Goal: Find every line in the entries below that contains the string "viewBox", and copy each one out in full.

+===+

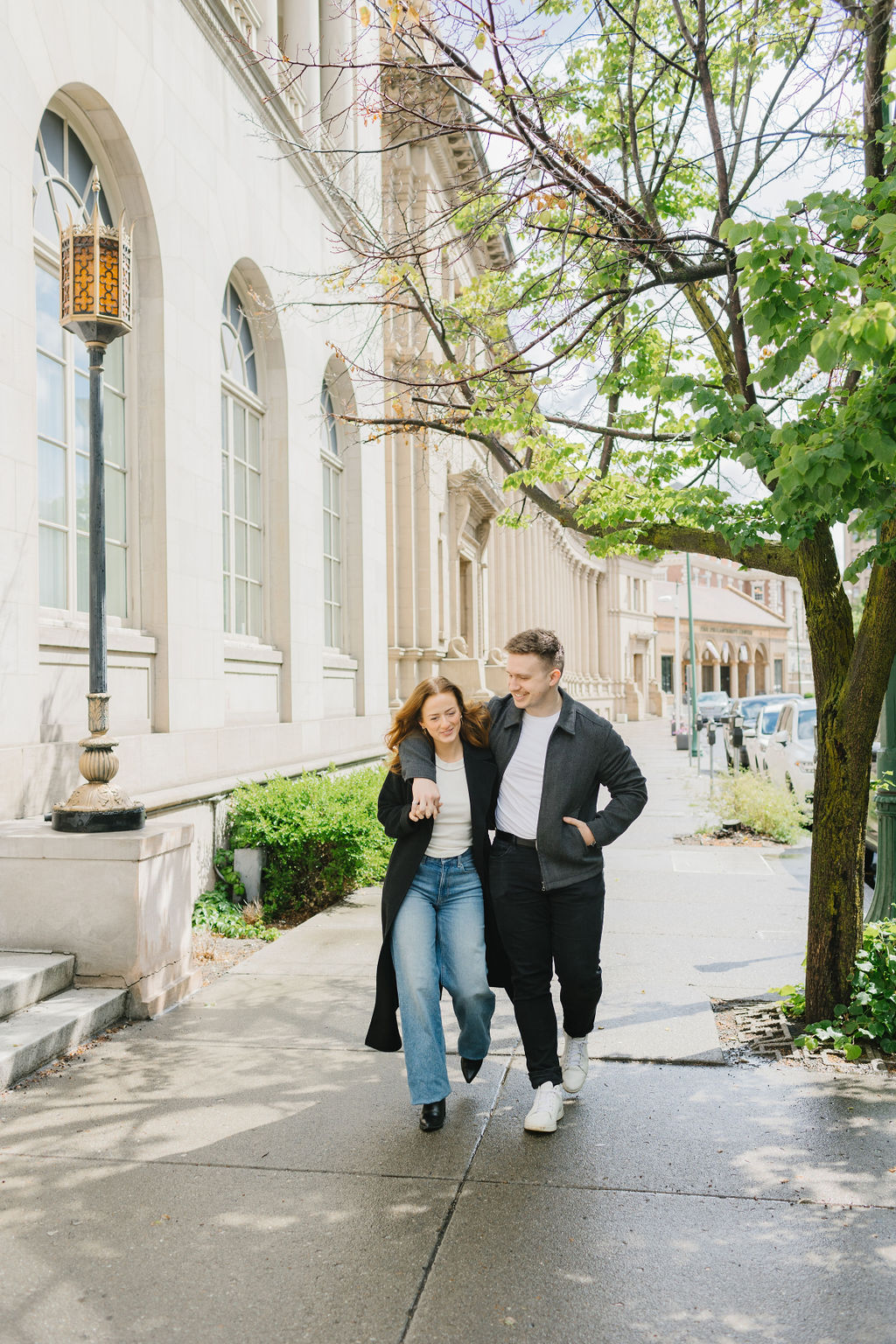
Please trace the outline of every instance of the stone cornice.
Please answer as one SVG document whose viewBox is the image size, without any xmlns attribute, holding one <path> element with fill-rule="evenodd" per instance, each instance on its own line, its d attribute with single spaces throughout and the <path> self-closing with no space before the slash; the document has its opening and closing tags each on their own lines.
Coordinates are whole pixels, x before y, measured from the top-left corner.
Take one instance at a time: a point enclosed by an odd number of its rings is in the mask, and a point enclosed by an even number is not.
<svg viewBox="0 0 896 1344">
<path fill-rule="evenodd" d="M 240 13 L 244 12 L 247 23 L 251 24 L 257 19 L 251 0 L 249 4 L 240 0 L 239 5 L 236 0 L 231 0 L 231 3 L 227 0 L 181 0 L 181 4 L 255 109 L 263 129 L 283 149 L 293 149 L 293 153 L 285 155 L 287 163 L 302 184 L 313 194 L 330 223 L 340 231 L 347 228 L 351 224 L 351 216 L 345 210 L 341 194 L 328 177 L 313 171 L 316 164 L 314 146 L 309 144 L 308 136 L 289 109 L 287 98 L 296 103 L 298 110 L 301 97 L 296 93 L 290 97 L 287 91 L 279 89 L 263 62 L 247 59 L 250 32 L 249 30 L 239 31 L 235 9 L 239 8 Z M 332 169 L 332 164 L 326 164 L 326 167 Z"/>
</svg>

+===+

Task result:
Please answer as one SVG document whose viewBox is the image size, without any xmlns attribute, holding one <path> element with fill-rule="evenodd" per instance, each instance on its own line, its d attribute with single spaces throughout and the <path> self-closing with no space before the slash; the document has its opening and closing tags each on their own lines.
<svg viewBox="0 0 896 1344">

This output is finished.